§ **The problem**
Extract the lines beginning at the one that holds "Practice. Locate the yellow flower cluster" and ending at the final line of the material below, keeping them exact and leaving out all pictures.

§ **Records supplied**
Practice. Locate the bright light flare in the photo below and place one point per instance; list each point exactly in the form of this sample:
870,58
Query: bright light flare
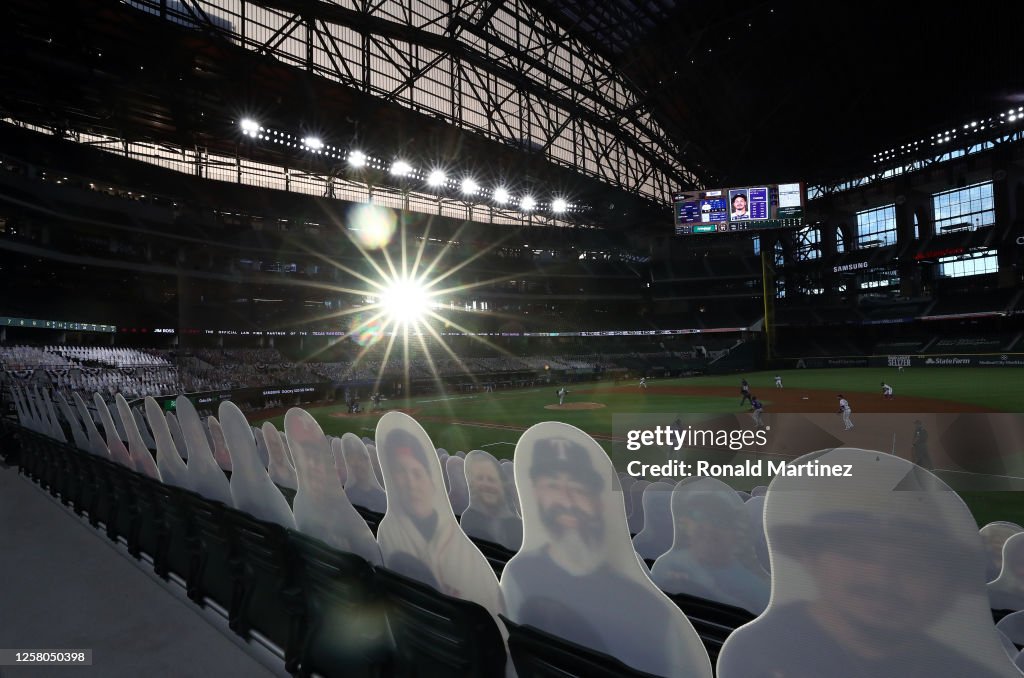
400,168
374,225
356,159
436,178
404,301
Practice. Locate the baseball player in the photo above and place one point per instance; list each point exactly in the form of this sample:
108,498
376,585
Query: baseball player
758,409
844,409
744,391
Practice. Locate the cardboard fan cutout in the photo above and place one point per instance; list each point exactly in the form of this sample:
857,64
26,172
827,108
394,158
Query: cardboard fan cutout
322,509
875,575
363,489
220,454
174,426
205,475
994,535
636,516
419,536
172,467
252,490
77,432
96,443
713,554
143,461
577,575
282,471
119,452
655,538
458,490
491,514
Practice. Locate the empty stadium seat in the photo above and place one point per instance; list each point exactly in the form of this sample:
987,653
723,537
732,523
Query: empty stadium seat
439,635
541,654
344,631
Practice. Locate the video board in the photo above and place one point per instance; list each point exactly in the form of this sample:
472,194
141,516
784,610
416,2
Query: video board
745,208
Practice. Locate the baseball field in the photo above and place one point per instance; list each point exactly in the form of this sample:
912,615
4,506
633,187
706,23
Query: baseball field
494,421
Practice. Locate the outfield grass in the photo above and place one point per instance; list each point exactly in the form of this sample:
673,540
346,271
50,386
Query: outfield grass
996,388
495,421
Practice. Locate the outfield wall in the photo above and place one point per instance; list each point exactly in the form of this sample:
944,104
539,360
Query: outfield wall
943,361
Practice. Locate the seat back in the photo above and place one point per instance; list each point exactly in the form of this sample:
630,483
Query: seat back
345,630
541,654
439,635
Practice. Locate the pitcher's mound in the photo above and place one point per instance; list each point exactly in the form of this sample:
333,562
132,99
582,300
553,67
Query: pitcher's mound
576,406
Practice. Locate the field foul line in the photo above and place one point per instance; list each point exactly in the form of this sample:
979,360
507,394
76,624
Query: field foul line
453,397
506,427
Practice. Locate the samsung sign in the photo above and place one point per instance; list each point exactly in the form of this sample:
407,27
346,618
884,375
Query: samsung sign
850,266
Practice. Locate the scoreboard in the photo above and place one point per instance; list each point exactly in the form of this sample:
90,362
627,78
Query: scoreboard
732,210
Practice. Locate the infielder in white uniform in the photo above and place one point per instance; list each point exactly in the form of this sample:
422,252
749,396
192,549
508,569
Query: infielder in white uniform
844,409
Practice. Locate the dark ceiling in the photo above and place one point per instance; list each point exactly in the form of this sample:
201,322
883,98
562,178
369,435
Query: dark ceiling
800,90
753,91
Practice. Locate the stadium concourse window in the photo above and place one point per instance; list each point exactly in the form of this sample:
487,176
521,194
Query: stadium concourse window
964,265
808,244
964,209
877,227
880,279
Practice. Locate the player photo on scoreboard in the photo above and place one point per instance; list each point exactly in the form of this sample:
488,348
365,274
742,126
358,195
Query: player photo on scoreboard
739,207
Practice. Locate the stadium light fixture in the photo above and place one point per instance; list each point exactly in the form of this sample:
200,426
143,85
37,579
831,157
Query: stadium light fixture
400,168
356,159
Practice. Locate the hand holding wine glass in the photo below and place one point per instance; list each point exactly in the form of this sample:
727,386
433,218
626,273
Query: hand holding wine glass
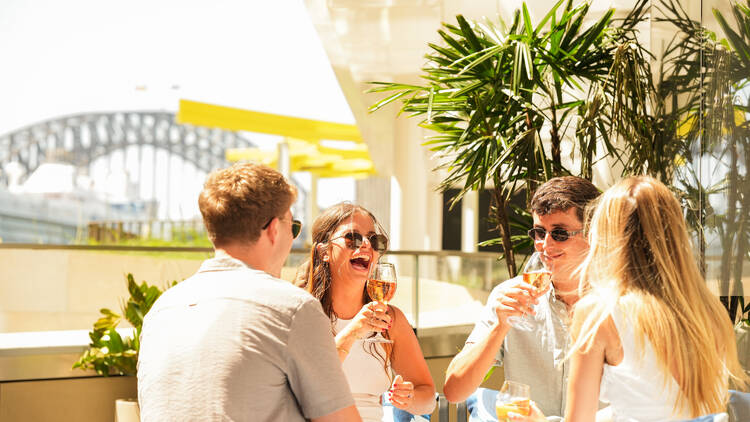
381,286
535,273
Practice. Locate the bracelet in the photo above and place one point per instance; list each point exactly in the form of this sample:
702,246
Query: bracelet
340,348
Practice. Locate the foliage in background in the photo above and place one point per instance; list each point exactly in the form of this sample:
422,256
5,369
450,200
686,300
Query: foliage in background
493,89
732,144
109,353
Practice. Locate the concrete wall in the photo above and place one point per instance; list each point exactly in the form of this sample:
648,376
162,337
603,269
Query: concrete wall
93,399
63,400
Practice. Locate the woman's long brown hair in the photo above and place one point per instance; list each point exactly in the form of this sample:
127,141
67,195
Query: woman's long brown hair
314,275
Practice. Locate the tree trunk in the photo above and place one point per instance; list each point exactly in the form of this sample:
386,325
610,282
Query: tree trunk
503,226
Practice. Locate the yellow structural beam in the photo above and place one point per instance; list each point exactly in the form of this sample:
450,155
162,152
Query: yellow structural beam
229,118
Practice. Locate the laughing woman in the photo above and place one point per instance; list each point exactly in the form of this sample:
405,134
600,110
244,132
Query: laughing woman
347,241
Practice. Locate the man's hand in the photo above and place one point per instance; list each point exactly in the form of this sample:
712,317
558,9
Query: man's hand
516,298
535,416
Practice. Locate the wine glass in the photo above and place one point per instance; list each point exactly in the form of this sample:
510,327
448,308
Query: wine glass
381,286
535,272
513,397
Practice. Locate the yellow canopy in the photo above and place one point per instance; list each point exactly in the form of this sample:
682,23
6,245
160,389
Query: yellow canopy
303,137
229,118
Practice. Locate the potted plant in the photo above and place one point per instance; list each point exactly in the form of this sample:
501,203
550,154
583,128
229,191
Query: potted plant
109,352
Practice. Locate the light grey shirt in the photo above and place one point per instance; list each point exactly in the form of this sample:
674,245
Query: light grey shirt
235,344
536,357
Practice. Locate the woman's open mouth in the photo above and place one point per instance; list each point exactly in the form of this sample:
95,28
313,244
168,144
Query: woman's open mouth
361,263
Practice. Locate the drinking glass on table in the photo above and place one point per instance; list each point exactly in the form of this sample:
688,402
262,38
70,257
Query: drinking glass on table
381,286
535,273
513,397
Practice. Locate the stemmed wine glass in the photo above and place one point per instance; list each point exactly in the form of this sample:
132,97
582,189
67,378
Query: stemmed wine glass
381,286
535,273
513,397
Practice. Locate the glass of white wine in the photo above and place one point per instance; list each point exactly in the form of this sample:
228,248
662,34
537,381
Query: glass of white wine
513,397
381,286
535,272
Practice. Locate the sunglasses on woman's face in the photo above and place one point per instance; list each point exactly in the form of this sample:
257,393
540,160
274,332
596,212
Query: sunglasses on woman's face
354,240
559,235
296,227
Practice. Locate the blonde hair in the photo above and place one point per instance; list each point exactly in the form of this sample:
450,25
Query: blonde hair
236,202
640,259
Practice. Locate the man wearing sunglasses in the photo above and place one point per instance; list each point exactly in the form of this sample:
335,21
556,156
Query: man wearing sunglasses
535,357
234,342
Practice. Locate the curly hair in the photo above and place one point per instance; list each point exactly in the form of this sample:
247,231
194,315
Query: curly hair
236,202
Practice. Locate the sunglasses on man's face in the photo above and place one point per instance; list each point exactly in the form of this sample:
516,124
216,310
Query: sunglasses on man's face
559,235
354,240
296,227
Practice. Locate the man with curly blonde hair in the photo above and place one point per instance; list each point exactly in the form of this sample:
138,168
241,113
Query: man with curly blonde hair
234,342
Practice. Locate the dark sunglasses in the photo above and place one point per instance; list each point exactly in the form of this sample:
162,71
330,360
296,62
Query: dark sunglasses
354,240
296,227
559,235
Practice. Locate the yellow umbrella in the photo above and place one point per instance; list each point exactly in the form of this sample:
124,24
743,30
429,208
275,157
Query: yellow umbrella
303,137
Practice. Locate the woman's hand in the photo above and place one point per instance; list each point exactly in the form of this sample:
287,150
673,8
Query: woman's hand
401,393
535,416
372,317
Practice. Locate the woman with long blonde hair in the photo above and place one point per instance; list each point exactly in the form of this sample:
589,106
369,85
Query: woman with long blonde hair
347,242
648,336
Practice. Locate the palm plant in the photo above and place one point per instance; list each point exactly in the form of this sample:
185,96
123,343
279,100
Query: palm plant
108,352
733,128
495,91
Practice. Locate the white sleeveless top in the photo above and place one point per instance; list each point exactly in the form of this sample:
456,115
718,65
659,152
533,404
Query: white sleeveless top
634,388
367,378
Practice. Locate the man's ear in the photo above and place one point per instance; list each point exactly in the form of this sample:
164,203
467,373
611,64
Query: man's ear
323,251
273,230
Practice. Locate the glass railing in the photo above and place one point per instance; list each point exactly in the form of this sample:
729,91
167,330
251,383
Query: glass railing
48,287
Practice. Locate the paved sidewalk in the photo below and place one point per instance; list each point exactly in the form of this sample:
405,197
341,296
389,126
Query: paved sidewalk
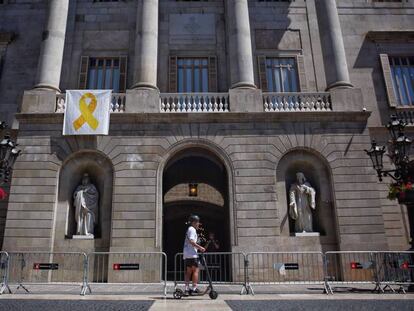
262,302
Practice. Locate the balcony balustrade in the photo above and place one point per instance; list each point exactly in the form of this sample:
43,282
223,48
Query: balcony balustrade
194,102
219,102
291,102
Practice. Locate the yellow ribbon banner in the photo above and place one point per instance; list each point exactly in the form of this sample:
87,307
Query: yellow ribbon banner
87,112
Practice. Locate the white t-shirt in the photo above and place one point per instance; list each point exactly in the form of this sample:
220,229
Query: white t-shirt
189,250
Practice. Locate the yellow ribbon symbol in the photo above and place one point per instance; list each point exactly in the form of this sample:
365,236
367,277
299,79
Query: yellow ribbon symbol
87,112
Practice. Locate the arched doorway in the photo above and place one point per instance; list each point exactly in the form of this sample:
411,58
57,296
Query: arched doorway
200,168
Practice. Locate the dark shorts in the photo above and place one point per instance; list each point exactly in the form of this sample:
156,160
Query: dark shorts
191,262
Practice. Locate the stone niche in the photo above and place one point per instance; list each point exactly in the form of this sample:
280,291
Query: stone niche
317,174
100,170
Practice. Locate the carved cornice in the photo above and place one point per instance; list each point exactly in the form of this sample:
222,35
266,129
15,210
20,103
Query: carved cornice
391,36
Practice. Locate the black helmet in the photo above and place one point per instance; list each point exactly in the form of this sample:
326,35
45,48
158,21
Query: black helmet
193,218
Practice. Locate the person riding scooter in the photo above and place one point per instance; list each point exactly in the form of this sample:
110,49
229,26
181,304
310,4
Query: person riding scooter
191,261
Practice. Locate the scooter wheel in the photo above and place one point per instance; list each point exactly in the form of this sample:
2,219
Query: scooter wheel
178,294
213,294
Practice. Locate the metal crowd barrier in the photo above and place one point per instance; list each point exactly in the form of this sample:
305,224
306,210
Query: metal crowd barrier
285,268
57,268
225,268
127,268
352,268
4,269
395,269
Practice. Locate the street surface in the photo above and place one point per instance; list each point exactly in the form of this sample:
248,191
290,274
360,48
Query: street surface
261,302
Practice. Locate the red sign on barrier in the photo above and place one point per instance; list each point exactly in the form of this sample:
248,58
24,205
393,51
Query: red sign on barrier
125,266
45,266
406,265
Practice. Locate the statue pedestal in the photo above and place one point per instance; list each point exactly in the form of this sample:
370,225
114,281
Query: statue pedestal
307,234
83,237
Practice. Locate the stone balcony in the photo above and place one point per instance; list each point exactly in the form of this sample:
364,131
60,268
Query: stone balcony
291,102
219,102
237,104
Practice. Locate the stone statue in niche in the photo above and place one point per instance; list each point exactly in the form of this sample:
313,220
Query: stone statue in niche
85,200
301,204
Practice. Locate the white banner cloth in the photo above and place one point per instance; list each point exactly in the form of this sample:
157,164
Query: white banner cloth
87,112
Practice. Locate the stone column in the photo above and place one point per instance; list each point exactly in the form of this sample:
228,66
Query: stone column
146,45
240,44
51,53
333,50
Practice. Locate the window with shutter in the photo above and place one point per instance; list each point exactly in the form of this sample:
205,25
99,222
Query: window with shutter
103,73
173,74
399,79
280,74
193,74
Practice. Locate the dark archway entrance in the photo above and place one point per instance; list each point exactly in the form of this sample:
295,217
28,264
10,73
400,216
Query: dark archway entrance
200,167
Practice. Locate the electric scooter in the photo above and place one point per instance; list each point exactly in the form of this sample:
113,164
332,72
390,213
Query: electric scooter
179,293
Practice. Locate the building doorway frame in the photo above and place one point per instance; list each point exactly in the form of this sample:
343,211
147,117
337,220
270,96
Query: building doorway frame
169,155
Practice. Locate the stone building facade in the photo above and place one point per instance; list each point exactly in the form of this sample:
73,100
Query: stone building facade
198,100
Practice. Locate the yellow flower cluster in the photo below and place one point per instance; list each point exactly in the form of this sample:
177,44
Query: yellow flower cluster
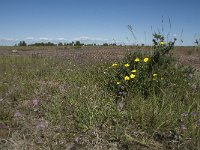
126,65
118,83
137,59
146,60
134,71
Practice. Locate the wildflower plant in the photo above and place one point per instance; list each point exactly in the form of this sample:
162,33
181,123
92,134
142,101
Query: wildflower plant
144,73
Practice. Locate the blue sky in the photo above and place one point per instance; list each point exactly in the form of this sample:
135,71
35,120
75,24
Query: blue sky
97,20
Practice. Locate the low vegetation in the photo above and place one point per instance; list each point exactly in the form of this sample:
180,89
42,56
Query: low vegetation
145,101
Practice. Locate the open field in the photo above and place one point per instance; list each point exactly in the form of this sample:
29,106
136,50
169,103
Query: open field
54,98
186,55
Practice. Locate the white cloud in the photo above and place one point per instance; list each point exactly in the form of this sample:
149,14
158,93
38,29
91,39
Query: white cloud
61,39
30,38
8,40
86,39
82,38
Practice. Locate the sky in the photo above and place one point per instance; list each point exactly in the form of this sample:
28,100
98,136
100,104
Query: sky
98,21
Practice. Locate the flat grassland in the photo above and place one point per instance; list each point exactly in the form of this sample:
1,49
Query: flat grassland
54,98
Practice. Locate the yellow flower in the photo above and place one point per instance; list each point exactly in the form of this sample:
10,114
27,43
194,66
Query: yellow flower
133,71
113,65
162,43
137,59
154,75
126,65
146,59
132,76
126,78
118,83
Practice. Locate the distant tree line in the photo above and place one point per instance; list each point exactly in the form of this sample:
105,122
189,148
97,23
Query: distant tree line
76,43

§ **Correct output**
Practice. Locate the yellow flower cluster in the photo below and place one point per instance; list each point exactly in the form of this sample:
177,44
Query: yellow flower cluster
126,65
118,83
137,59
146,60
134,71
Practice. Locate the wildflower plant in the photo above and place one point per instance; list each point exactly in the form of this sample:
162,33
181,123
92,134
142,101
Query: wildflower plant
144,73
Practice. Locate the blue sky in the photo above and place one point per instance; list each point exactly in the form of this sample:
135,71
35,120
75,24
Query: blue sky
97,20
Practice. Locate the low vegetation in the photo above and place one point per instance; list each point exactly in the form of this sample:
180,89
42,56
Query: low vegetation
145,101
Practice. Locate the open field in the photo above and place one point per instance; list each point exactly in the form of this sample:
29,106
136,50
169,103
Query: open field
54,98
186,55
Practice. Locate the white cloud in the photo above and place one point per instance; list each point exactly in the form of this sample:
149,14
158,93
38,29
91,39
Query: white cloud
61,39
30,38
8,40
86,39
82,38
Practice. Locate the sky in the photo above and place one point per instance; list each point exactly in the form of this sample:
28,100
98,136
100,104
Query: sky
98,21
Practice. Locate the flat grassland in the photo above and place one point per instance; list each point exactly in the form of this sample:
1,49
Query: flat grassland
54,98
Practice. Locate the yellow flower in the photo above and place one point per instance; list each point exactly in the form of this sample:
10,114
27,43
194,66
Query: yellow flower
133,71
113,65
162,43
137,59
154,75
126,65
146,59
132,76
126,78
118,83
Practice. Locate the distant tree line in the photo above and place one point per instance; list each point exactly in the form of this sample:
105,122
189,148
97,23
Query: distant tree line
76,43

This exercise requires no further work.